- Required task
Please find every line in the data below that contains the string "wheel" and copy each of those lines out. Case counts.

»»

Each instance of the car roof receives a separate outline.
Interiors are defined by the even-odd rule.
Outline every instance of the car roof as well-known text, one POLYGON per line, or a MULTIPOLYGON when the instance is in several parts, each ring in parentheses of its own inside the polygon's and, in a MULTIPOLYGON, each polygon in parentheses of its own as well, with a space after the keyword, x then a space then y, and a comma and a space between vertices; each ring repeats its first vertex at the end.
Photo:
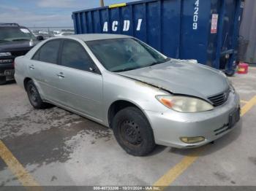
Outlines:
POLYGON ((132 38, 132 36, 122 34, 74 34, 67 36, 77 38, 83 41, 93 41, 93 40, 103 40, 111 39, 122 39, 122 38, 132 38))

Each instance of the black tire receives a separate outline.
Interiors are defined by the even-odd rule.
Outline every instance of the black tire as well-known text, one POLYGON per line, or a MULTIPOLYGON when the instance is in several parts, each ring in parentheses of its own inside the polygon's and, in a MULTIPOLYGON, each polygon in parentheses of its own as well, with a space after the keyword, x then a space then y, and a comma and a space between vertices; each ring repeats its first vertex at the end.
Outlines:
POLYGON ((30 80, 26 85, 29 100, 32 106, 35 109, 45 109, 48 104, 42 101, 37 87, 33 81, 30 80))
POLYGON ((138 108, 130 106, 120 110, 112 124, 116 141, 128 154, 144 156, 154 149, 152 128, 138 108))
POLYGON ((6 77, 0 77, 0 85, 5 85, 7 82, 6 77))

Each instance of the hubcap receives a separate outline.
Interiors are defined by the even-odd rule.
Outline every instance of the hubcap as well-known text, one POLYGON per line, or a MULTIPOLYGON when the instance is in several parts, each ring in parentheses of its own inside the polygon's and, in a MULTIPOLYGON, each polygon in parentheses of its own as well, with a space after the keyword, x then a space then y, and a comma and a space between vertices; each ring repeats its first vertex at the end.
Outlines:
POLYGON ((133 121, 125 120, 120 127, 123 139, 134 145, 141 143, 141 134, 139 126, 133 121))

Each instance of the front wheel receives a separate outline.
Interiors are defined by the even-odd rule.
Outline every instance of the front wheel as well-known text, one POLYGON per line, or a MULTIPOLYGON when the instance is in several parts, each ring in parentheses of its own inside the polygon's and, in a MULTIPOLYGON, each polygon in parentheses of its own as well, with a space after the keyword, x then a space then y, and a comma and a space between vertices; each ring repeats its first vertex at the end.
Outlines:
POLYGON ((26 85, 26 92, 29 100, 32 106, 35 109, 45 109, 48 107, 48 104, 42 101, 37 87, 33 81, 28 82, 26 85))
POLYGON ((152 128, 144 114, 135 107, 119 111, 112 127, 116 141, 128 154, 144 156, 155 147, 152 128))
POLYGON ((0 77, 0 85, 5 85, 7 82, 6 77, 0 77))

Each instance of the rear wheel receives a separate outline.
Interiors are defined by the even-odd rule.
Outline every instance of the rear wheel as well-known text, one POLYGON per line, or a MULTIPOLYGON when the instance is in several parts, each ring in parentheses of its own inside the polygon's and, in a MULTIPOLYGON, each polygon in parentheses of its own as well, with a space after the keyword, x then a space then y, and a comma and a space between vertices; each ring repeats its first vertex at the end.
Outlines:
POLYGON ((42 101, 37 87, 33 81, 30 80, 26 84, 26 92, 30 104, 35 109, 45 109, 48 104, 42 101))
POLYGON ((116 141, 135 156, 149 154, 155 147, 153 130, 143 113, 135 107, 127 107, 114 117, 113 130, 116 141))
POLYGON ((0 77, 0 85, 5 85, 7 82, 6 77, 0 77))

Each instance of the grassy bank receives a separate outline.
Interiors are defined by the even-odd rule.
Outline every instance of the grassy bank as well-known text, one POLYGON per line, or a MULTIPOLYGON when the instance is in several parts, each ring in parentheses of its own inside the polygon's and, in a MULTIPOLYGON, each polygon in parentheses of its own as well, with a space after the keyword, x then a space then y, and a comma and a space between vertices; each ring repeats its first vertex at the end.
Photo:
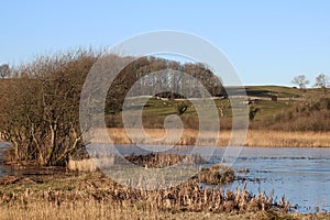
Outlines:
POLYGON ((102 174, 0 178, 0 219, 327 219, 286 213, 286 201, 185 183, 165 190, 122 187, 102 174))
MULTIPOLYGON (((107 131, 114 144, 132 143, 132 139, 127 134, 124 129, 108 129, 107 131)), ((163 129, 145 129, 145 132, 153 139, 162 139, 165 135, 165 130, 163 129)), ((196 144, 197 135, 198 130, 185 129, 177 144, 196 144)), ((217 136, 217 134, 209 132, 204 139, 213 139, 215 136, 217 136)), ((229 144, 231 131, 221 130, 219 136, 218 145, 226 146, 229 144)), ((145 144, 148 143, 147 140, 139 141, 145 144)), ((244 145, 267 147, 330 147, 330 132, 249 130, 244 145)))

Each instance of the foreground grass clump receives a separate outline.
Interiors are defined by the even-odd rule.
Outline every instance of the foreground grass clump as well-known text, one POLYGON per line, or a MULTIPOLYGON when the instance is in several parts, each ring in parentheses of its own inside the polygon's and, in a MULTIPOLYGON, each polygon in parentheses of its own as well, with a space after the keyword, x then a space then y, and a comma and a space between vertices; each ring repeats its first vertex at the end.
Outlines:
POLYGON ((147 191, 120 186, 100 173, 0 179, 0 219, 297 219, 285 213, 288 209, 287 201, 276 204, 245 188, 224 193, 195 182, 147 191))

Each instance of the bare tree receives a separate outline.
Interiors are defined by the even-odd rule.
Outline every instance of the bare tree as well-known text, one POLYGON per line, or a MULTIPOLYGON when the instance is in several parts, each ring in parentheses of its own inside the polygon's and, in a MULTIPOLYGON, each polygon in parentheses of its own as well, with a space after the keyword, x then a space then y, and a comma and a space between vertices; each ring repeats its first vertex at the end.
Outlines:
POLYGON ((0 77, 6 78, 9 75, 9 65, 3 64, 0 66, 0 77))
POLYGON ((0 134, 12 161, 64 165, 84 150, 79 99, 96 58, 86 51, 41 57, 1 82, 0 134))
POLYGON ((318 75, 316 78, 315 87, 323 89, 323 92, 326 94, 328 86, 329 86, 328 76, 326 76, 324 74, 318 75))
POLYGON ((306 78, 305 75, 299 75, 296 76, 293 80, 292 84, 297 85, 300 89, 306 88, 306 86, 309 84, 309 80, 306 78))

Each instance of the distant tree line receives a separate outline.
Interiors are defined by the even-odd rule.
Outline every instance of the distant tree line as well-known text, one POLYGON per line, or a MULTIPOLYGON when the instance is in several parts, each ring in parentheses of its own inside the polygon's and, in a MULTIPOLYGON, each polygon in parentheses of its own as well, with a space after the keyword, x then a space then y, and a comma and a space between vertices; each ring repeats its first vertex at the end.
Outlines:
MULTIPOLYGON (((69 156, 84 154, 87 140, 82 140, 85 131, 79 127, 80 92, 89 70, 101 56, 101 52, 78 50, 42 56, 20 66, 1 66, 0 135, 1 140, 12 144, 8 160, 45 166, 65 165, 69 156)), ((111 57, 118 62, 134 59, 117 55, 111 57)), ((224 92, 219 78, 205 65, 141 57, 117 76, 109 88, 105 110, 121 111, 125 95, 139 79, 142 94, 169 81, 172 86, 185 86, 187 81, 180 81, 170 69, 190 74, 212 96, 224 92), (147 77, 148 73, 157 70, 166 74, 163 77, 147 77)), ((161 96, 179 96, 173 91, 161 96)), ((189 96, 199 96, 194 89, 189 92, 189 96)))
MULTIPOLYGON (((304 89, 309 84, 309 80, 305 75, 298 75, 292 80, 292 82, 297 85, 300 89, 304 89)), ((323 89, 323 94, 326 94, 327 88, 329 88, 329 86, 330 81, 327 75, 320 74, 316 77, 316 82, 314 87, 323 89)))
POLYGON ((198 89, 197 84, 201 84, 212 97, 227 96, 220 78, 205 64, 180 64, 153 56, 141 57, 128 65, 112 82, 107 97, 106 112, 121 111, 128 88, 134 84, 135 90, 131 96, 152 95, 168 99, 201 98, 204 94, 198 89), (191 78, 185 77, 183 73, 191 78), (157 92, 161 90, 166 91, 157 92))

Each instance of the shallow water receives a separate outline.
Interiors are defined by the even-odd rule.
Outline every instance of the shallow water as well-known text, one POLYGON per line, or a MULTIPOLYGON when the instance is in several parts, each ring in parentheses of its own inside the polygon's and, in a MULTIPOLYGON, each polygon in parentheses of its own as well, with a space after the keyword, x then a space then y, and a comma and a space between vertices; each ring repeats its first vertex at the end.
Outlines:
MULTIPOLYGON (((245 147, 233 168, 249 169, 238 175, 253 194, 274 194, 277 201, 285 195, 299 212, 330 211, 330 148, 245 147)), ((237 180, 228 188, 243 185, 237 180)))
MULTIPOLYGON (((0 155, 6 146, 0 143, 0 155)), ((123 145, 117 148, 121 154, 148 153, 136 146, 123 145)), ((178 146, 170 153, 185 154, 190 150, 191 146, 178 146)), ((224 151, 224 147, 218 148, 211 163, 230 160, 223 158, 224 151)), ((246 188, 253 194, 273 194, 277 201, 285 195, 292 206, 298 205, 299 212, 330 211, 330 148, 244 147, 233 169, 249 169, 246 174, 237 174, 245 178, 246 188)), ((0 176, 9 172, 0 162, 0 176)), ((238 179, 226 188, 242 188, 244 182, 238 179)))

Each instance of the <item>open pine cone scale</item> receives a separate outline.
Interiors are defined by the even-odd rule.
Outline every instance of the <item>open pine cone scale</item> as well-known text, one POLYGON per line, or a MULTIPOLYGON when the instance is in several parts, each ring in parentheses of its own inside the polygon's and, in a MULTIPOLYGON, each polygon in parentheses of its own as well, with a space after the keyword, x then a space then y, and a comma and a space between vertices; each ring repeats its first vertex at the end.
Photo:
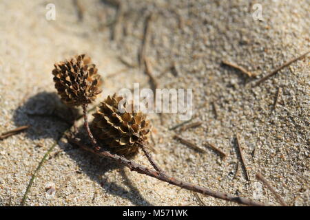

««

- Result
Each instance of the front wheel receives a separate outline.
Outline every instance of the front wheel as well-known text, one POLYGON per line, or a MULTIPOLYGON when the instance is in several parts, each ring in parentheses of its own inside the polygon's and, in a MULTIPOLYGON, each polygon in parentheses of its own as well, with a space after the keyword, x then a space then y, and a comma and a space between vertices; each ring repeats its first vertex at the end.
Each instance of the rear wheel receives a separate outline.
Outline every instance of the rear wheel as well-known text, one POLYGON per line, or a MULTIPOLYGON when the instance is in several parts, each ring in parentheses of its own inside the polygon's and, in a MULTIPOLYGON, each polygon in parentheses of its own as well, with a space after the keyword, x then a space then y, and a comma and a space between vertices; each ring repeats its first vertex at the end.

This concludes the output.